Extract the full passage on the history of snipers below, reproducing it word for word.

Study text ▸
#####

The lone sniper's ability to inflict death and terror with precision similar to the uncaught serial killer can cause immense devastation on the battlefield, defeating both the body and mind of the enemy.
A book like this has never been written before. Enjoy!
The History
of Snipers
Certainly there is no hunting like the hunting of man, and those who have hunted armed men long enough and liked it, never really care for anything else thereafter.
Earnest Hemingway from On the Blue Water, Esquire, April 1936
H ow can you truly prepare for the future without knowing the past?
Bring up the topic of snipers at your next dinner party and see where the conversation goes. It is a topic full of controversy and mystery, conjuring a range of attitudes and images depending on the individual. Hollywood has done its share to contribute to this fascination: An entire generation of modern youths will grow up having played realistic games on computers simulating combat sniper operations. Ask a middle-aged mother from New England and you might get a recap of an old Cheers episode where Sam Malone and his friends lure Dr. Crane out to the woods for an old-fashioned snipe hunt, an old-school practical joke, which leaves the mark deep in the woods with a sack, making clucking noises and hoping the elusive snipe will come jumping into the bag. The darker connections to the term will remind some of the Beltway Snipers: John Allen Muhammad and Lee Boyd Malvo terrorized the D.C. area in 2002, shooting innocent victims and later getting caught after one of the largest manhunts in modern history. Veterans of the armed forces might remember quiet men who kept mostly to themselves and carried scoped weapons and disappeared into the night, sometimes not returning for days on end. Whatever the term sniper brings to mind, it has a long history. In the following chapter we'll trace its roots back to the early days of marksmen, riflemen, sharpshooters, and hunters that knew the power and potential that one well-aimed shot could have.

#####

Dataset excerpts ▸
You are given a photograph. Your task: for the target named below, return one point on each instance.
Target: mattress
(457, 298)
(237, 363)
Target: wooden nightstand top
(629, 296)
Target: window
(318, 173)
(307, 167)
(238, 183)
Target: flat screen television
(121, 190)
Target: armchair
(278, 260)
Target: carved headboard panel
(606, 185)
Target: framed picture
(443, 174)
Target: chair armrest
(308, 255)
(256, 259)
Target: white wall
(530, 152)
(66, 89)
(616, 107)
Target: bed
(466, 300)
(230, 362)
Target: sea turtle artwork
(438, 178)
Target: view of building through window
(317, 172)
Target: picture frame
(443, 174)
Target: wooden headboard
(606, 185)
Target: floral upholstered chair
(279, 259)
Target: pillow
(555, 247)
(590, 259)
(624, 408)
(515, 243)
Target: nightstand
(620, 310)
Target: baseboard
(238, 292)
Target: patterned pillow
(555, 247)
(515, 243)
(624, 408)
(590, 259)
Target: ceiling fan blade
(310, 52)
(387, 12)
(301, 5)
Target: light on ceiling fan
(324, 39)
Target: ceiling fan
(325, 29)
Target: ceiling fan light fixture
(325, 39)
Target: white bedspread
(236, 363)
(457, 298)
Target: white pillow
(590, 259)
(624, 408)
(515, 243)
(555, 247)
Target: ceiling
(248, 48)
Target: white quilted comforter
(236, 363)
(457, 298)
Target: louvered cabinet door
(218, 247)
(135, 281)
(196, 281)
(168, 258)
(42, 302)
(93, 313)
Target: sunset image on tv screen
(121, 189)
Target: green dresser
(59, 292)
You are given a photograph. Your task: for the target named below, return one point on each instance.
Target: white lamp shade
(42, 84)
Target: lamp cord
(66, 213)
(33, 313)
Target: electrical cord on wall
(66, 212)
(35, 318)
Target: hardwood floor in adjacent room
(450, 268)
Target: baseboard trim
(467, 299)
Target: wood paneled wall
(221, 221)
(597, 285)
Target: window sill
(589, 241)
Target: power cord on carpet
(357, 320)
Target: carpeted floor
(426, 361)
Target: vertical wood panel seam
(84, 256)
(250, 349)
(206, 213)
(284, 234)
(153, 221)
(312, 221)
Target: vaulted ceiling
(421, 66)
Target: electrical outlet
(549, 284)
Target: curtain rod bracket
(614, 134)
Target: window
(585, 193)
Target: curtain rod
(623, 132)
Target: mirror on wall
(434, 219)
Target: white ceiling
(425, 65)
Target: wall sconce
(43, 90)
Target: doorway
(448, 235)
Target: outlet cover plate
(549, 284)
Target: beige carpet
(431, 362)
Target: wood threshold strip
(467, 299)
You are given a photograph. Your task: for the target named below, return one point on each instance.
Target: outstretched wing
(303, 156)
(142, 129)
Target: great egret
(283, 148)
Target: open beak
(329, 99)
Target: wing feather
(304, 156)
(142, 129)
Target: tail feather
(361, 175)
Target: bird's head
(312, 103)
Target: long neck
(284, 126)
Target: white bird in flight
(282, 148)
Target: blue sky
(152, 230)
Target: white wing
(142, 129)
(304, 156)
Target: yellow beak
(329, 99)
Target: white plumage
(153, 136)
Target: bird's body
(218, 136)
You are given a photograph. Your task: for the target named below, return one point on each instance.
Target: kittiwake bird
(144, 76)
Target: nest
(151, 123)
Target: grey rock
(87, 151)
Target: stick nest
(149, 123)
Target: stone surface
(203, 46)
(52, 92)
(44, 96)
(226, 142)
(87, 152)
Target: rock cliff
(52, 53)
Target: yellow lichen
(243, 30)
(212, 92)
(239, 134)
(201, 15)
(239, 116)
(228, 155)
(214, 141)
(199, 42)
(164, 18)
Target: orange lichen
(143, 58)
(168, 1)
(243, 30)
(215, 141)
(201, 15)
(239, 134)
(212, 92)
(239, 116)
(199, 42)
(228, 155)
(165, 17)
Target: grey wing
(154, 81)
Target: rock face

#####

Answer to the problem ▸
The lone sniper's ability to inflict death and terror with precision similar to the uncaught serial killer can cause immense devastation on the battlefield, defeating both the body and mind of the enemy.
A book like this has never been written before. Enjoy!
The History
of Snipers
Certainly there is no hunting like the hunting of man, and those who have hunted armed men long enough and liked it, never really care for anything else thereafter.
Earnest Hemingway from On the Blue Water, Esquire, April 1936
H ow can you truly prepare for the future without knowing the past?
Bring up the topic of snipers at your next dinner party and see where the conversation goes. It is a topic full of controversy and mystery, conjuring a range of attitudes and images depending on the individual. Hollywood has done its share to contribute to this fascination: An entire generation of modern youths will grow up having played realistic games on computers simulating combat sniper operations. Ask a middle-aged mother from New England and you might get a recap of an old Cheers episode where Sam Malone and his friends lure Dr. Crane out to the woods for an old-fashioned snipe hunt, an old-school practical joke, which leaves the mark deep in the woods with a sack, making clucking noises and hoping the elusive snipe will come jumping into the bag. The darker connections to the term will remind some of the Beltway Snipers: John Allen Muhammad and Lee Boyd Malvo terrorized the D.C. area in 2002, shooting innocent victims and later getting caught after one of the largest manhunts in modern history. Veterans of the armed forces might remember quiet men who kept mostly to themselves and carried scoped weapons and disappeared into the night, sometimes not returning for days on end. Whatever the term sniper brings to mind, it has a long history. In the following chapter we'll trace its roots back to the early days of marksmen, riflemen, sharpshooters, and hunters that knew the power and potential that one well-aimed shot could have.